## What you are asked to do
In your copy, repeat each record exactly and include no pictures.

START Information supplied

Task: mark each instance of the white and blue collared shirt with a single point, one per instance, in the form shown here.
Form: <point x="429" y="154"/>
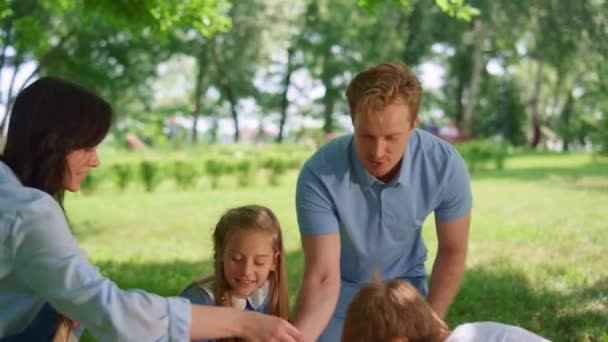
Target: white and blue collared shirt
<point x="40" y="262"/>
<point x="201" y="293"/>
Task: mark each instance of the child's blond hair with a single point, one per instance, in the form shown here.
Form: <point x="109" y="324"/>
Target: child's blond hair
<point x="391" y="311"/>
<point x="256" y="218"/>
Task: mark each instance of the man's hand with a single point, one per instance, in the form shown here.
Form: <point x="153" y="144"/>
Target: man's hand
<point x="266" y="328"/>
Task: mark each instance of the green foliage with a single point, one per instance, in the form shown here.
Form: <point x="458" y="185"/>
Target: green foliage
<point x="458" y="9"/>
<point x="477" y="153"/>
<point x="150" y="173"/>
<point x="215" y="167"/>
<point x="185" y="174"/>
<point x="122" y="175"/>
<point x="92" y="181"/>
<point x="600" y="137"/>
<point x="245" y="169"/>
<point x="277" y="165"/>
<point x="538" y="238"/>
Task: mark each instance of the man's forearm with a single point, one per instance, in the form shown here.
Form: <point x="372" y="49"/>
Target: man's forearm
<point x="445" y="281"/>
<point x="316" y="304"/>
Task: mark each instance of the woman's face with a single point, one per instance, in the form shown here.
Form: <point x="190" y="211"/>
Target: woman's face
<point x="79" y="163"/>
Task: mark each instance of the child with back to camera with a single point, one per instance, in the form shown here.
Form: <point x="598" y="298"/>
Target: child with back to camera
<point x="394" y="311"/>
<point x="249" y="265"/>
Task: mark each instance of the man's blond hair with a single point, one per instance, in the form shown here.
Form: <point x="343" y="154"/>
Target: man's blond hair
<point x="392" y="311"/>
<point x="381" y="85"/>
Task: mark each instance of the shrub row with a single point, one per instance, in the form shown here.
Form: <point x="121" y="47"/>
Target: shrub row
<point x="150" y="173"/>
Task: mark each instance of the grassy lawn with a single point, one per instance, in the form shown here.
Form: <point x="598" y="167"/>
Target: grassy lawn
<point x="537" y="257"/>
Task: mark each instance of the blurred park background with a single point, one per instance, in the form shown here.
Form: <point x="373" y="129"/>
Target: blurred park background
<point x="218" y="103"/>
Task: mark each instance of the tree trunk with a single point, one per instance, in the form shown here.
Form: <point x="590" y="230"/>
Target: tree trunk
<point x="9" y="98"/>
<point x="8" y="29"/>
<point x="328" y="102"/>
<point x="478" y="65"/>
<point x="227" y="92"/>
<point x="284" y="105"/>
<point x="198" y="94"/>
<point x="534" y="103"/>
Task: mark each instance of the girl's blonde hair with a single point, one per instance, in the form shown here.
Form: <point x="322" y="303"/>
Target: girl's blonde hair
<point x="391" y="311"/>
<point x="250" y="218"/>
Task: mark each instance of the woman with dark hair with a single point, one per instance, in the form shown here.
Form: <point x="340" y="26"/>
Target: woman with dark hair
<point x="54" y="129"/>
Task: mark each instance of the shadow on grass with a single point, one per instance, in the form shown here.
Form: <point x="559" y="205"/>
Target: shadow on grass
<point x="502" y="293"/>
<point x="598" y="169"/>
<point x="493" y="292"/>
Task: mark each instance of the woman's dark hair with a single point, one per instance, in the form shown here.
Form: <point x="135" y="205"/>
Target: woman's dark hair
<point x="50" y="118"/>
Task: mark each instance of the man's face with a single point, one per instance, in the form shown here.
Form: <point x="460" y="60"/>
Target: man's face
<point x="381" y="139"/>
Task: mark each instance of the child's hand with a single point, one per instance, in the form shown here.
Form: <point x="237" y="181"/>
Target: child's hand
<point x="272" y="329"/>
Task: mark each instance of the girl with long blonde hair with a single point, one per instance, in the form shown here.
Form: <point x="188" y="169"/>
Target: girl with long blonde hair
<point x="249" y="264"/>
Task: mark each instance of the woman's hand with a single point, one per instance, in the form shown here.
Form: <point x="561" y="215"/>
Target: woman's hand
<point x="266" y="328"/>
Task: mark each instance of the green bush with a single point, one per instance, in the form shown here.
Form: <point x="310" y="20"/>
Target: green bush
<point x="122" y="175"/>
<point x="150" y="173"/>
<point x="245" y="170"/>
<point x="277" y="166"/>
<point x="214" y="168"/>
<point x="185" y="174"/>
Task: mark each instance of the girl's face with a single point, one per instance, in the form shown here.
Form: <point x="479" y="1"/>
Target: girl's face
<point x="79" y="163"/>
<point x="248" y="259"/>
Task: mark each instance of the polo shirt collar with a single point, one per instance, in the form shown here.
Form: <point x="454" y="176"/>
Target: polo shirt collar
<point x="367" y="180"/>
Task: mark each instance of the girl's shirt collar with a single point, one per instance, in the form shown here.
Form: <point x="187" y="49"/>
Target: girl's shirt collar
<point x="256" y="299"/>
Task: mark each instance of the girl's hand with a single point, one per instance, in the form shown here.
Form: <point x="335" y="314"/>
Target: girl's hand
<point x="266" y="328"/>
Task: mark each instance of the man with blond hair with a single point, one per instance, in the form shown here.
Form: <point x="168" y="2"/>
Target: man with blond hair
<point x="361" y="201"/>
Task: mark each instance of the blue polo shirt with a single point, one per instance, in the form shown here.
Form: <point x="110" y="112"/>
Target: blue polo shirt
<point x="380" y="223"/>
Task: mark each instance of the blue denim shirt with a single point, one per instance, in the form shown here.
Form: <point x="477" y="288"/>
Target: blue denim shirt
<point x="40" y="262"/>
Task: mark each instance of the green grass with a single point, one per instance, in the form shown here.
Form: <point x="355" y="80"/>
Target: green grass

END Information supplied

## Completed task
Task: mark each instance of the white and blue collared shirt with a single point, one per instance, in the form shown here.
Form: <point x="429" y="154"/>
Target: white and blue collared shirt
<point x="40" y="262"/>
<point x="201" y="293"/>
Task: mark each instance of the child's blond hair with a single point, one per instance, in the form shown here.
Form: <point x="109" y="324"/>
Target: child's blond hair
<point x="391" y="311"/>
<point x="256" y="218"/>
Task: mark each instance of the man's hand with a single point, one per instance, in the form shown here.
Form: <point x="153" y="144"/>
Target: man's hand
<point x="266" y="328"/>
Task: mark each instance of the green foliage with a single point, one per instance, in the form shown here.
Form: <point x="458" y="185"/>
Target: green foliage
<point x="458" y="9"/>
<point x="477" y="153"/>
<point x="150" y="173"/>
<point x="215" y="167"/>
<point x="185" y="174"/>
<point x="122" y="175"/>
<point x="92" y="181"/>
<point x="600" y="137"/>
<point x="245" y="169"/>
<point x="277" y="165"/>
<point x="538" y="238"/>
Task: mark each instance of the man's forearm with a single point, one per instance, in the form shown here.
Form: <point x="372" y="49"/>
Target: man's forearm
<point x="445" y="281"/>
<point x="316" y="304"/>
Task: mark each instance of the woman's face with a single point, one per instance, in the form shown here.
Form: <point x="190" y="211"/>
Target: woman's face
<point x="79" y="163"/>
Task: mark each instance of the child with back to camera with a single point, one per instance, in the form shown here.
Form: <point x="598" y="298"/>
Target: child with back to camera
<point x="394" y="311"/>
<point x="249" y="265"/>
Task: mark each instance of the man's blond hair with a single point, one per instance, in the form shown here.
Form: <point x="343" y="154"/>
Target: man's blond hair
<point x="392" y="311"/>
<point x="381" y="85"/>
Task: mark each instance of the shrub row with a single point, one per instance, in the form shown here.
Form: <point x="121" y="47"/>
Target: shrub row
<point x="150" y="173"/>
Task: mark each instance of the grassy lawn with a single point, one per instance, in the form shown here.
Form: <point x="598" y="167"/>
Target: grassy lawn
<point x="537" y="257"/>
Task: mark each instance of the blurred park background with a single point, one per instance, in the form shown here.
Form: <point x="373" y="129"/>
Target: blurred park background
<point x="218" y="103"/>
Task: mark each instance of the tree trunk with a single point, one per instance, in the form shown here.
Form: <point x="590" y="230"/>
Target: tree trunk
<point x="9" y="98"/>
<point x="8" y="29"/>
<point x="328" y="102"/>
<point x="478" y="65"/>
<point x="227" y="92"/>
<point x="284" y="105"/>
<point x="198" y="94"/>
<point x="534" y="103"/>
Task: mark each instance of the girl's blonde hair with a single point, one per instance, in the form shown here.
Form: <point x="322" y="303"/>
Target: girl's blonde hair
<point x="391" y="311"/>
<point x="250" y="218"/>
Task: mark each instance of the woman with dark hair with a single point, one per instance, in the form shown here.
Form: <point x="340" y="26"/>
Target: woman with dark hair
<point x="54" y="129"/>
Task: mark each instance of the shadow on grass with a single point, one per instance, in the form shown here.
Form: <point x="559" y="205"/>
Target: shadow on grass
<point x="502" y="293"/>
<point x="598" y="169"/>
<point x="493" y="292"/>
Task: mark each instance of the woman's dark hair with a single point, one per instance, in the form shown here.
Form: <point x="135" y="205"/>
Target: woman's dark hair
<point x="50" y="118"/>
Task: mark each instance of the man's face with a single point, one per instance, in the form shown here.
Form: <point x="460" y="60"/>
Target: man's face
<point x="381" y="139"/>
Task: mark each instance of the child's hand with a single point, one per instance, in the form shown here.
Form: <point x="237" y="181"/>
Target: child's hand
<point x="272" y="329"/>
Task: mark each instance of the girl with long blonde hair with a single point, one per instance, in the form shown here.
Form: <point x="188" y="169"/>
Target: girl with long blonde hair
<point x="249" y="264"/>
Task: mark each instance of the woman's hand with a single point, one per instance, in the form shown here.
Form: <point x="561" y="215"/>
Target: woman's hand
<point x="266" y="328"/>
Task: mark each instance of the green bush with a single point, one per instance, in the form shown here.
Form: <point x="310" y="20"/>
Target: green bush
<point x="122" y="175"/>
<point x="150" y="173"/>
<point x="245" y="170"/>
<point x="277" y="166"/>
<point x="214" y="168"/>
<point x="185" y="174"/>
Task: mark each instance of the girl's face with a single point, one per instance, in the form shown here.
Form: <point x="479" y="1"/>
Target: girl's face
<point x="79" y="163"/>
<point x="248" y="259"/>
Task: mark each instance of the polo shirt collar with a single point, one per instance, in the form shown here.
Form: <point x="454" y="176"/>
Target: polo shirt collar
<point x="367" y="180"/>
Task: mark each instance of the girl's shirt collar with a single point, one per instance, in the form shown here.
Form: <point x="187" y="49"/>
Target: girl's shirt collar
<point x="256" y="299"/>
Task: mark each instance of the girl's hand with a single point, one per instance, in the form shown here.
Form: <point x="335" y="314"/>
Target: girl's hand
<point x="266" y="328"/>
Task: mark each instance of the man with blond hair with a single point, one per instance, in the form shown here.
Form: <point x="168" y="2"/>
Target: man with blond hair
<point x="361" y="201"/>
Task: mark each instance of the blue polo shirt with a single point, one per instance, in the form shown here.
Form: <point x="110" y="112"/>
Target: blue polo shirt
<point x="380" y="223"/>
Task: mark each instance of the blue denim shirt with a single point, one per instance, in the form shown here.
Form: <point x="477" y="288"/>
Target: blue denim shirt
<point x="40" y="262"/>
Task: mark each instance of the green grass with a single point, one per instance, in the form shown here.
Form: <point x="355" y="80"/>
Target: green grass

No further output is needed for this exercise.